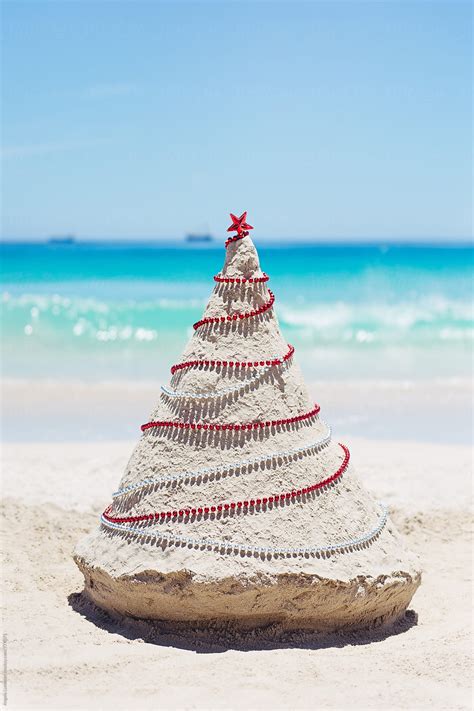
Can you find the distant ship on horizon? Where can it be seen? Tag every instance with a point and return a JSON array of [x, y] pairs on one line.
[[62, 239], [199, 237]]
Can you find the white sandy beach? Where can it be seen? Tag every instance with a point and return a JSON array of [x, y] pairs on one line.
[[62, 653]]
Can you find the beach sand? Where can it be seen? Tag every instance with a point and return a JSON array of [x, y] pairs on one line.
[[63, 653]]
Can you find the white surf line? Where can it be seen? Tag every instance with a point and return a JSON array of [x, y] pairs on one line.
[[233, 547], [207, 471]]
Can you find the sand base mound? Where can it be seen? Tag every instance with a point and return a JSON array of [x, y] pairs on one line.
[[182, 599]]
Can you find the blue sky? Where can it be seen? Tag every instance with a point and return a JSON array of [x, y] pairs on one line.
[[151, 119]]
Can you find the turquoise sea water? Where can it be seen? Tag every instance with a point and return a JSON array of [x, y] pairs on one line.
[[108, 311]]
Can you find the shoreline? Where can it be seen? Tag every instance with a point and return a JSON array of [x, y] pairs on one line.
[[56, 411]]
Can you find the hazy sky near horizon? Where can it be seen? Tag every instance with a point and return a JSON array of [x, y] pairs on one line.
[[152, 119]]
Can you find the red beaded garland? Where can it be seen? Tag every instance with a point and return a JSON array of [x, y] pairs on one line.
[[229, 240], [236, 317], [189, 511], [237, 280], [233, 426], [233, 363]]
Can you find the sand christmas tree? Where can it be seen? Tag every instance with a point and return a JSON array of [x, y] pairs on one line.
[[237, 506]]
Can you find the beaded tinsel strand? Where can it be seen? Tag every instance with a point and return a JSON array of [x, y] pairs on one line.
[[233, 363], [221, 468], [229, 240], [229, 547], [235, 317], [238, 280], [233, 425], [258, 503], [201, 395]]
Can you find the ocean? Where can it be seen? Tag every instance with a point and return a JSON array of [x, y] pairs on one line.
[[107, 311]]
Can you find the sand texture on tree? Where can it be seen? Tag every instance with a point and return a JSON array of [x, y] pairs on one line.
[[359, 587]]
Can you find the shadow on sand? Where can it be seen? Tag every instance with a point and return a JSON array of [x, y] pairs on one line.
[[211, 639]]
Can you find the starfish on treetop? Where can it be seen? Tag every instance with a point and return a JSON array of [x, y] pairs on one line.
[[239, 225]]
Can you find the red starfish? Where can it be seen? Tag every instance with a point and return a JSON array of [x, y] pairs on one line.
[[239, 224]]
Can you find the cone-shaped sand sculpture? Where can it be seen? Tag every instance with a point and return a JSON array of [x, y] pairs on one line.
[[237, 506]]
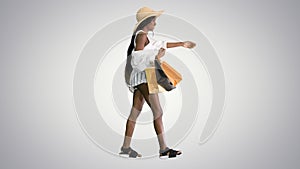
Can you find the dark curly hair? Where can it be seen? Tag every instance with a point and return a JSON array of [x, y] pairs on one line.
[[141, 26]]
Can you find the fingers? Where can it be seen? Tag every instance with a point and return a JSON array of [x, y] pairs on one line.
[[189, 44]]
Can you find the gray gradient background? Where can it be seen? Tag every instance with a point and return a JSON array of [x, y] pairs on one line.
[[257, 42]]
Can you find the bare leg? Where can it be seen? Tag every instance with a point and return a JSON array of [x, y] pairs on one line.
[[138, 102], [153, 102]]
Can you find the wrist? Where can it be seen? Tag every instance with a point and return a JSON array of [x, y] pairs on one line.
[[182, 44]]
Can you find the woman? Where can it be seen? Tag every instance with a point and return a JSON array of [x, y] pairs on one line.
[[141, 54]]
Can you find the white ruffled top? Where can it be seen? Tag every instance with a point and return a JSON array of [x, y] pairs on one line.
[[143, 59]]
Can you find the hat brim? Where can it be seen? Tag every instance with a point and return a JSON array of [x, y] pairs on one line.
[[156, 13]]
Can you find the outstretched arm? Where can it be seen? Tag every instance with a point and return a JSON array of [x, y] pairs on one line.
[[186, 44]]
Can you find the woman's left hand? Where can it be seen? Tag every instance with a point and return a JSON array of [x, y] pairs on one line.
[[189, 44]]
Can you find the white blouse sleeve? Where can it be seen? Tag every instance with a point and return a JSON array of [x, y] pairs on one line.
[[142, 59], [160, 44]]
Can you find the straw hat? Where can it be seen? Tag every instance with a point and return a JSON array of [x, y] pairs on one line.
[[144, 13]]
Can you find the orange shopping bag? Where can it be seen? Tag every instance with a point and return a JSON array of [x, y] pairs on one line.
[[174, 76]]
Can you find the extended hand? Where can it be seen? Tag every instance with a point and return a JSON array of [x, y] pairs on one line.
[[189, 44], [161, 53]]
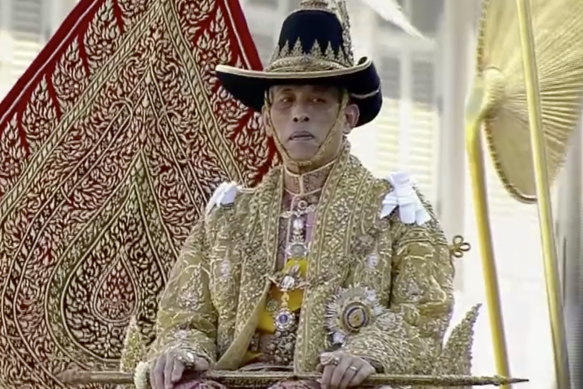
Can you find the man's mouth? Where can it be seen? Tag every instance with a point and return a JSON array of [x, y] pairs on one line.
[[301, 135]]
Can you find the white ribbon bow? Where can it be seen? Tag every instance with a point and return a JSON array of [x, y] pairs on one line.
[[411, 210], [224, 195]]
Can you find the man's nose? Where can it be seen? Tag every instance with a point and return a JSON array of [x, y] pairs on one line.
[[300, 115]]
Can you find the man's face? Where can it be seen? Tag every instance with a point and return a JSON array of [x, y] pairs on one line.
[[302, 115]]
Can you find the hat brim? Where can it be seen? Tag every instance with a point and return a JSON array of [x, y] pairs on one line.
[[361, 81]]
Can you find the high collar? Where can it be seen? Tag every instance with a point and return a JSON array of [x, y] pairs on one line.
[[307, 183]]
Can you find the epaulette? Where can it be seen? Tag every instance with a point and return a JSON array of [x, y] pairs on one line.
[[404, 197], [224, 196]]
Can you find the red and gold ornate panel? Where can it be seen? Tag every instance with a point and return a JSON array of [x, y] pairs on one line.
[[110, 145]]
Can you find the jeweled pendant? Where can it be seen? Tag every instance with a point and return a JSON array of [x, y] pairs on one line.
[[297, 250], [284, 319]]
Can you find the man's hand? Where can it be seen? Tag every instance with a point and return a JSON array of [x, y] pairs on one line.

# # # # # # #

» **Problem statement**
Please print the material exactly as given above, omitting the pictures.

» **Solution for this problem**
Can you find the distant ship on horizon? Where can it be seen? Tag every instance with a point and return a JSON array of [x, y] pairs on one line.
[[62, 239], [199, 237]]
Can you find the white sandy beach? Where can it be seen? Tag every instance with a point and return a JSON array of [x, y] pairs on one line.
[[62, 653]]
Can you find the beach sand? Where can it be seen? Tag every instance with a point and return a JSON array of [x, y] pairs on one line.
[[63, 653]]
Can you find the white surf line? Where can it be seen? Tag every instance with a point and return a JSON array of [x, y] pairs on one line.
[[233, 547], [207, 471]]
Can you find the sand base mound? Where can it be seen? Tag every instance with a point and return a JSON array of [x, y] pairs on one line.
[[182, 599]]
Can you find the blue sky? Where can it be seen? Tag every instance with a point and return a JSON array of [x, y] pairs on one line.
[[151, 119]]
Can you find the turquoise sea water? Where can it be seen? Tag every instance with a point and return a JSON array of [x, y] pairs on one line.
[[108, 311]]
Can you find the shoreline? Where can it be seen? Tag every instance with a point and return a JSON array of [x, y] pairs on one line.
[[56, 411]]
Can you find the hazy sky near horizon? Where can it be seen? Tag every instance with a point and return a JSON array of [x, y] pairs on one line.
[[152, 119]]
Can you find the red beaded garland? Where can it be seen? Tag every instance with a point and return a JSON array of [x, y] pairs on one line.
[[229, 240], [236, 317], [189, 511], [237, 280], [233, 426], [233, 363]]
Can you find the sand christmas tree? Where can it be seen? Tag every instance with a point and return a JSON array of [x, y] pairs on one line.
[[237, 506]]
Can you find the beaded tinsel strand? Where can it be seen? Tag every instance with a point and return a JSON array of [x, y] pairs on one line.
[[233, 363], [221, 468], [229, 240], [229, 547], [235, 317], [238, 280], [233, 425], [258, 503], [201, 395]]
Can you find the ocean? Where can it be seen? Tag every instance with a point and return a JSON array of [x, y] pairs on one line.
[[107, 311]]
Can you find the sand texture on tree? Where can it be seen? Tag every instance with a point and return a JSON array of [x, y] pairs on one line.
[[359, 587]]
Can you find the shadow on sand? Where can it be seen? Tag every instance with a point and return a JSON array of [x, y] pairs on one line.
[[211, 639]]
Can you find the starfish on treetop? Where can it be seen? Tag every instance with a point and return a JSON array of [x, y] pairs on one line.
[[239, 225]]
Can you find the red starfish? Where can it be seen? Tag every instance with a point and return a JSON array of [x, y] pairs on one line.
[[239, 224]]
Can you find the cone-shaped sand sculpture? Where can it be seen? Tag every instance with a point and return a JSON array of [x, y] pairs on one line.
[[237, 506]]
Can you find the dark curly hair? Where can it be seen? Tag every instance with a point and return a JSON array of [x, y] pairs on one line.
[[141, 26]]
Can you find the fingers? Where can it be seen? Tag every instance with a point and return a JSON array of [x, y] pairs on one line.
[[189, 44]]
Can you find the gray gradient background? Where can it be seen? Tag every instance with a point and return a JSON array of [x, y] pairs on one line.
[[257, 42]]
Can you find the bare leg? Where can it be seen? Tag every instance with a point and return a JSON array of [x, y] pairs on one line.
[[138, 102], [153, 102]]
Can you find the wrist? Where can it be seen? Tag every instance with a point and return a JSON array of [x, y] pairs on one line.
[[182, 44]]
Can you find the woman? Where can it be seen? Tag every instance with a point and return a JSON array of [x, y] pairs on one line.
[[141, 54]]
Can you find the white ruffled top? Where can it be seen? Tag every instance with a point and return a JSON array of [x, y] pairs on one line.
[[143, 59]]
Can you find the hat brim? Where can it be seen? Tag every instance with a point and return a JSON array of [x, y] pairs on one line.
[[156, 13]]
Can you find the outstretched arm? Where can it be seen? Tag every instance with a point and return a JSON array of [x, y] pairs on one line.
[[186, 44]]
Can you find the woman's left hand? Where can it be seen? Tag every instance with a point and return a JSON array of [x, y] pairs on one line.
[[189, 44]]
Can you find the white blouse sleeve? Where can it be seen? Tag every instance with a point and return a JSON array of [x, y] pairs on one line.
[[142, 59], [160, 44]]
Can you find the straw hat? Where can it be seen? Tag every instance with a point and return a JSON array of [x, y] pairs on one line.
[[144, 13]]
Can you find the orange shopping bag? Where can it be seen? Tag every instance with a point and return a JSON array of [x, y] pairs on one line.
[[174, 76]]
Can you find the extended hand? Where can it be seen? Tag every instance with a point and return a JSON array of [x, y] pairs on one line.
[[189, 44], [161, 53]]
Can you find the man's mouth? Where can it be seen? Tag every instance with a point and return a JSON array of [x, y] pairs on one line.
[[301, 135]]
Can you find the white ribbon bow? Where can it be seen? Tag every instance with a point and return a JSON array of [x, y] pairs on one line.
[[411, 210], [224, 195]]
Can you find the man's nose? Where can it be seen? Tag every instance with a point and return a JSON array of [x, y] pairs on one line.
[[300, 115]]
Can you find the man's face? Where can it be seen? Tag every instance with a point and return a JSON array of [x, y] pairs on one line.
[[302, 115]]
Can you find the hat brim? Where can it be seen? Tag every instance with a point and return a JSON array of [x, y] pairs on one line.
[[361, 81]]
Can you find the high collar? Where can it be seen? Tag every instance with a point and return a JSON array of [x, y] pairs on one line.
[[307, 183]]
Can you find the epaulette? Where can it be seen? Tag every instance with a point and return a JSON array of [x, y] pairs on one line.
[[404, 197], [224, 196]]
Can you find the red and gold ornate panel? Where can it be seen? Tag every instance with a point and return a JSON array of [x, y] pairs on one line.
[[110, 145]]
Can you find the jeweled pendant? Where can it be seen? Tag every instance with a point and return a JSON array of [x, y] pairs on one line.
[[297, 250], [284, 319]]
Can you find the man's hand? Where can it be seen? Tag every instance with a point and return a JSON array of [x, y] pairs on one line.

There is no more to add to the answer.